## BEGIN

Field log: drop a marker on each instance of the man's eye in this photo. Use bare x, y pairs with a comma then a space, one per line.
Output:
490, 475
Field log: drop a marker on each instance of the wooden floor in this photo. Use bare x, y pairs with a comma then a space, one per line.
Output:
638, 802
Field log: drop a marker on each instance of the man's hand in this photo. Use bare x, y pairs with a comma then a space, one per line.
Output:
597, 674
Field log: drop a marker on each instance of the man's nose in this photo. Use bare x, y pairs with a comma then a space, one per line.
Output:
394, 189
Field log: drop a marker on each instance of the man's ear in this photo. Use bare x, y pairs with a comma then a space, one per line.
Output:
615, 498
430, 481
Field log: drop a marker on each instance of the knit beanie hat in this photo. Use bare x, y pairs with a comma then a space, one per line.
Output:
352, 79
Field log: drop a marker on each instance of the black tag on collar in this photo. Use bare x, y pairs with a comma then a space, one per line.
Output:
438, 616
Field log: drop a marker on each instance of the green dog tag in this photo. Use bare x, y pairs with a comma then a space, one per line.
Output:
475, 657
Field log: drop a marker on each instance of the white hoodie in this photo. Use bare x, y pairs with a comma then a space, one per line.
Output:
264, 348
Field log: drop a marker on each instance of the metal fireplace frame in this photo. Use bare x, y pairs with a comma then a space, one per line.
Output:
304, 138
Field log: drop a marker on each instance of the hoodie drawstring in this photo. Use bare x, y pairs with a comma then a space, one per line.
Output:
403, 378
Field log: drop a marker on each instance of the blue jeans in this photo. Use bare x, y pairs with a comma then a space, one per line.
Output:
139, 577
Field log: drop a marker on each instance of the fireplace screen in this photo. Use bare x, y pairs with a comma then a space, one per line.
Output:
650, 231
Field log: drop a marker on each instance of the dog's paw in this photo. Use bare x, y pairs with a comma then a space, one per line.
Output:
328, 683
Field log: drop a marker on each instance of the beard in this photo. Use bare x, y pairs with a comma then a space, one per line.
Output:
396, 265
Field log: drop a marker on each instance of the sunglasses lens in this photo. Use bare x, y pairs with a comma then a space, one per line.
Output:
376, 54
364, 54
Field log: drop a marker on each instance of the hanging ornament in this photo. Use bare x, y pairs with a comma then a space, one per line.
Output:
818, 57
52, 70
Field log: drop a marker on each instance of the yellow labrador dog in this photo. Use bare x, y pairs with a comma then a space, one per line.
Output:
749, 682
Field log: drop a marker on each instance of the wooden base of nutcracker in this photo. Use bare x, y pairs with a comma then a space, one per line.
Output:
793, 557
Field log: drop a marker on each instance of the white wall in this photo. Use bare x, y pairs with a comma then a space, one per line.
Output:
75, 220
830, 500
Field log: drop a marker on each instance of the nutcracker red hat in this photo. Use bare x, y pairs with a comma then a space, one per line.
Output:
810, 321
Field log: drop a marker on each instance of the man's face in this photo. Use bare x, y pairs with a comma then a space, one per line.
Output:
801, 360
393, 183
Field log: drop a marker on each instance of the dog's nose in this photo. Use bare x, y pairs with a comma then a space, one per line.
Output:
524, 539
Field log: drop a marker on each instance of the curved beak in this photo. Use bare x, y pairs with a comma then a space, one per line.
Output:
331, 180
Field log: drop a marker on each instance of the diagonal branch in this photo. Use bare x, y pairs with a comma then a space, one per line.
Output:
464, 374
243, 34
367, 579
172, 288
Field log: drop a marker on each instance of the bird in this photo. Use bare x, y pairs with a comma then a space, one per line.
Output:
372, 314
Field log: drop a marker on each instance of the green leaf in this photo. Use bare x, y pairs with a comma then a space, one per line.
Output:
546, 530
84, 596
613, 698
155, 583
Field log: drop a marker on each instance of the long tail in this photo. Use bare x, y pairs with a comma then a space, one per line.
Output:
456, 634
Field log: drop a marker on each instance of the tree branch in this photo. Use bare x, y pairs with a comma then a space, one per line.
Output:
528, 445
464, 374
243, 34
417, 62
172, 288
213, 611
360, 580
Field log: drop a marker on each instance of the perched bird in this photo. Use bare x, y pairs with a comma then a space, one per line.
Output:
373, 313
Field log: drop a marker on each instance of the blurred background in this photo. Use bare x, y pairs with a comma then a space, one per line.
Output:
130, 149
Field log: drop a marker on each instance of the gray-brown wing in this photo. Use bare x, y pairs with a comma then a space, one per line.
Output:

## END

Prompt:
Render every line of the material above as a JSON list of strings, one string per line, and omit any blank lines.

Response to the exercise:
[
  "Field log: drop a marker on each instance of the man's eye in this photo. Use bare x, y pairs with a comma then a space, one per line.",
  "Output:",
  "490, 475",
  "Field log: drop a marker on each instance of the wooden floor in this photo. Use bare x, y pairs with a comma then a space, one per line.",
  "Output:",
  "638, 802",
  "Field log: drop a marker on each instance of the man's hand in this photo. Use bare x, y pairs with a comma then a space, one per line.",
  "Output:",
  "597, 674",
  "Field log: drop a marker on each instance of the man's nose in this photo. Use bare x, y pairs with a comma then a space, one per line.",
  "Output:",
  "394, 189",
  "Field log: drop a marker on each instance of the man's ear in this photo. Use bare x, y pairs with a comma then a space, one per line.",
  "Output:",
  "615, 498",
  "430, 481",
  "Field log: drop a marker on each instance of the knit beanie hat in this photo. Use bare x, y pairs with a comma then a space, one per line.",
  "Output:",
  "352, 79",
  "Field log: drop a marker on each instance of the black tag on collar in this photo. Use bare x, y pairs with a comma then a space, one per line.",
  "Output:",
  "438, 616",
  "Field log: drop a marker on each instance of the green dog tag in this photo. Use bare x, y pairs with a comma then a space, one per line.",
  "Output:",
  "475, 657",
  "Field log: drop a marker on each instance of the white hoodie in this photo. Use bare x, y pairs with a comma then a space, one per line.",
  "Output:",
  "264, 348",
  "Field log: drop a marker on each instance of the metal fireplace frame in this photo. Use bare x, y pairs with a comma then a space, one per line.",
  "Output:",
  "304, 138",
  "Field log: drop a marker on each instance of the hoodie drawstring in this photo. Use bare x, y pairs with a comma then a space, one per line.",
  "Output:",
  "403, 378",
  "Field log: drop a marker on each instance of the blue jeans in this photo. Use bare x, y pairs with a comma then a space, one per line.",
  "Output:",
  "139, 577",
  "Field log: drop a marker on each instance of the fireplace screen in this photo. Use bare x, y pairs with a comma then a space, one per line.",
  "Output:",
  "650, 231",
  "Field log: drop a marker on each instance of the dog's paw in this photo. Use bare x, y pairs with a comma then a space, one per line.",
  "Output:",
  "328, 683",
  "Field log: drop a marker on each instance of the beard in this photo. Use bare x, y pairs with a comma then a space, one per line.",
  "Output:",
  "396, 265",
  "Field log: drop a marker on each instance of the sunglasses lens in this photo. Use bare x, y pairs with a comma then a space, one per line.",
  "Output:",
  "376, 54",
  "364, 54",
  "Field log: drop a marker on each instance of the hanging ornament in this photo. Use bare x, y pairs with a comma then a space, one per line.",
  "Output:",
  "818, 57",
  "52, 70",
  "Field log: drop a marker on each instance of the yellow labrador dog in this photo. Use bare x, y pairs with a comma then a space, one per line.",
  "Output:",
  "749, 682",
  "Field log: drop a marker on each instance of the wooden base of nutcracker in this photo. Use bare x, y pairs with a comma then a space, one per line.",
  "Output:",
  "793, 557",
  "Field log: drop a marker on each instance of the white wall in this photo. Use bare x, y pairs with a comma then a space, one per line.",
  "Output:",
  "75, 220",
  "830, 500",
  "Field log: drop a marker on each instance of the nutcracker red hat in this photo. Use bare x, y pairs with a comma then a space, one per line.",
  "Output:",
  "810, 321",
  "Field log: drop a marker on each instance of the man's face in this photo. Use bare x, y pairs with a comma then a space, one per line.",
  "Output:",
  "801, 360",
  "393, 183",
  "Field log: drop a marker on each instance of the dog's nose in this photo. Use bare x, y pairs with a comma then a space, one per line.",
  "Output:",
  "524, 539",
  "Field log: drop a marker on each instance of the curved beak in this photo. Use bare x, y pairs with a comma then a space, one per line.",
  "Output:",
  "331, 180",
  "Field log: drop a marker on each instance of the diagonal branch in this photo. Use bare x, y pairs with a comma then a space, one per line.",
  "Output:",
  "464, 374",
  "243, 34",
  "367, 579",
  "172, 288",
  "Field log: drop a marker on each instance of the bird in this photo. Use bare x, y pairs with a comma then a space, one per line.",
  "Output:",
  "372, 314",
  "Field log: drop a marker on each instance of the green leaf in this photo. Use bare x, y pairs with a comma then a space, one per line.",
  "Output:",
  "546, 530",
  "84, 596",
  "613, 698",
  "155, 583",
  "Field log: drop a marker on each instance of the long tail in this photo. Use bare x, y pairs with a comma then a space, one per line.",
  "Output:",
  "456, 634",
  "Field log: drop a marker on each instance of the tree branch in this photo. Use bare x, y pairs with a comma then a space, one per line.",
  "Output:",
  "528, 445",
  "464, 374",
  "243, 34",
  "417, 62",
  "172, 288",
  "213, 611",
  "360, 580",
  "Field log: drop a marker on each instance of the perched bird in this photo. Use bare x, y pairs with a comma then a space, one per line.",
  "Output:",
  "373, 313",
  "Field log: drop a marker on each instance of the blurred background in this photo. Use bare x, y pairs with a comma then a space, one per line.",
  "Output:",
  "130, 149",
  "Field log: drop a marker on each instance of the gray-brown wing in this photo. Use bare x, y pairs with a comma then a space, one per line.",
  "Output:"
]